Collect each line below that contains the word "rocky", and copy those lines out in full.

- **Lines of box annotation data**
────────────────────────────────────────
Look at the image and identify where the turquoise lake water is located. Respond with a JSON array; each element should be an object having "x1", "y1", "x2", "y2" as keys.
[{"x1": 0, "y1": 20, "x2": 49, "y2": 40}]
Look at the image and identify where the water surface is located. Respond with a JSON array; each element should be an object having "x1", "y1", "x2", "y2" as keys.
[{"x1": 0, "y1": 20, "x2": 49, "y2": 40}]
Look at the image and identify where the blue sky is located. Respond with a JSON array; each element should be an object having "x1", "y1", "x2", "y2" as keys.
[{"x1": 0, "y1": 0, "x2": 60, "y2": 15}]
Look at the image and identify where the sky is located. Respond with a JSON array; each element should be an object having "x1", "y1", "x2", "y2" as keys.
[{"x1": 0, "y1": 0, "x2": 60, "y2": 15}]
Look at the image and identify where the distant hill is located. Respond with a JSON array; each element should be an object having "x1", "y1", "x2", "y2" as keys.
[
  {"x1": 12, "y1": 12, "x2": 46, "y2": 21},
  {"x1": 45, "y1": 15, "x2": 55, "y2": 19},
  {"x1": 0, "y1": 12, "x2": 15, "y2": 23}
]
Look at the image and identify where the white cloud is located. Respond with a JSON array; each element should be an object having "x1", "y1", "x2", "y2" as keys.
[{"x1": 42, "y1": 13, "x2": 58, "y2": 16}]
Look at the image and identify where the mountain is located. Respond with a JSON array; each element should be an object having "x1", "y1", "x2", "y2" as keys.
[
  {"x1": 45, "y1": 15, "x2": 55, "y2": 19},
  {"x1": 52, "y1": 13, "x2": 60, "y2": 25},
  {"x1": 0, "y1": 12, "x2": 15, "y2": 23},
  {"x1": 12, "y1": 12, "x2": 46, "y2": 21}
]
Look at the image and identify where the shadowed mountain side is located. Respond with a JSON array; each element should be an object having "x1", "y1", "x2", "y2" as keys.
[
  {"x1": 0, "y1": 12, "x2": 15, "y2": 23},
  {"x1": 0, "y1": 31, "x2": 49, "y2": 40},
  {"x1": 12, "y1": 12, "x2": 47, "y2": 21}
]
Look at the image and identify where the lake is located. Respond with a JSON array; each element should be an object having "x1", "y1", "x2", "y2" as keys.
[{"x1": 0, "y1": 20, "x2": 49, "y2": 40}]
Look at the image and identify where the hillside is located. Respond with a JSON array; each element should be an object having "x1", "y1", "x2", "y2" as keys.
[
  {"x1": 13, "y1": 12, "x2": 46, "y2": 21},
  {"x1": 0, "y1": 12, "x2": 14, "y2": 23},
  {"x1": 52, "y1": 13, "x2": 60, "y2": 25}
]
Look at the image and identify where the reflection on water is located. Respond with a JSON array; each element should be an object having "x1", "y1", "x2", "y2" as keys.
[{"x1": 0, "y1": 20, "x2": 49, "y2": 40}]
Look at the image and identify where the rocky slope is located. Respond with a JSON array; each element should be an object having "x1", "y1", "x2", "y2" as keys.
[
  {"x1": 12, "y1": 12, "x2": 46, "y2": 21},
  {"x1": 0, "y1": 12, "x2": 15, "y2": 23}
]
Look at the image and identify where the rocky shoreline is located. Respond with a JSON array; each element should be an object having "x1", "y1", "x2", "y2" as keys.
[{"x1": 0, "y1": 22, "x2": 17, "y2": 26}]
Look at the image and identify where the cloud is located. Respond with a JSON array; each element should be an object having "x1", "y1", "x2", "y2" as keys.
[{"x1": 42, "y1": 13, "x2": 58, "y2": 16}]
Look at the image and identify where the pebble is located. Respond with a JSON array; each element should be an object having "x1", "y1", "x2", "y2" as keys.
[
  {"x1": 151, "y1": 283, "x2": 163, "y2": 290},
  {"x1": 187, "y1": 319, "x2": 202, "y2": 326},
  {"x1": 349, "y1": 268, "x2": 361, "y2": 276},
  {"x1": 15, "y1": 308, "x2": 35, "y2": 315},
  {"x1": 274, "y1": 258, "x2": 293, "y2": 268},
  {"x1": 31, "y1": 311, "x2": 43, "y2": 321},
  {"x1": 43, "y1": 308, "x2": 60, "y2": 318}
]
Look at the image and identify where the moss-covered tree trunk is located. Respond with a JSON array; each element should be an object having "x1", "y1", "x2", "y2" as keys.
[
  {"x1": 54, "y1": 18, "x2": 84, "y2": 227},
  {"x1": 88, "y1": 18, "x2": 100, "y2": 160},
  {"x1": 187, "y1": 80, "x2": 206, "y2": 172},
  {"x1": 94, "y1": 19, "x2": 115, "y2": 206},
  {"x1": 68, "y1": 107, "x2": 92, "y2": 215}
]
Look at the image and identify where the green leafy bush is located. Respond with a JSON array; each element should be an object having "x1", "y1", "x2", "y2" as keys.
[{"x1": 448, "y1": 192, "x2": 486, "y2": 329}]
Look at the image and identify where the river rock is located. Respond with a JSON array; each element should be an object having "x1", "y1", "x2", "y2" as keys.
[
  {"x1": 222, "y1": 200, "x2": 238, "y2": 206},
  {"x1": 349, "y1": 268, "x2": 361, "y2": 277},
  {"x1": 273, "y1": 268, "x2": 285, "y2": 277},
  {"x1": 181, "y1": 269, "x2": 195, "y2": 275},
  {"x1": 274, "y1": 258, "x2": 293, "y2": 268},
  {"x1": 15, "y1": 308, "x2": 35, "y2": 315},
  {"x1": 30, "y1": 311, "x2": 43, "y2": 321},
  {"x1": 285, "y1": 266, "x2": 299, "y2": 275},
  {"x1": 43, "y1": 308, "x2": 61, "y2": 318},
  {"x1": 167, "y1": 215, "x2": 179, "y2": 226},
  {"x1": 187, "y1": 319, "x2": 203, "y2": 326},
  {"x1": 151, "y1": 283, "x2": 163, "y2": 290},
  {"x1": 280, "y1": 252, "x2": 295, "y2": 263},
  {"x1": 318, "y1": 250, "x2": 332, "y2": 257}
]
────────────────────────────────────────
- **WORKED ANSWER**
Look at the image and identify where the rocky slope is located. Respond with a JSON array; each element should be an object having "x1", "y1", "x2", "y2" as keys.
Look at the image and identify where the rocky shoreline is located. Respond with a JSON array; each element should be an object having "x1", "y1", "x2", "y2" as keys.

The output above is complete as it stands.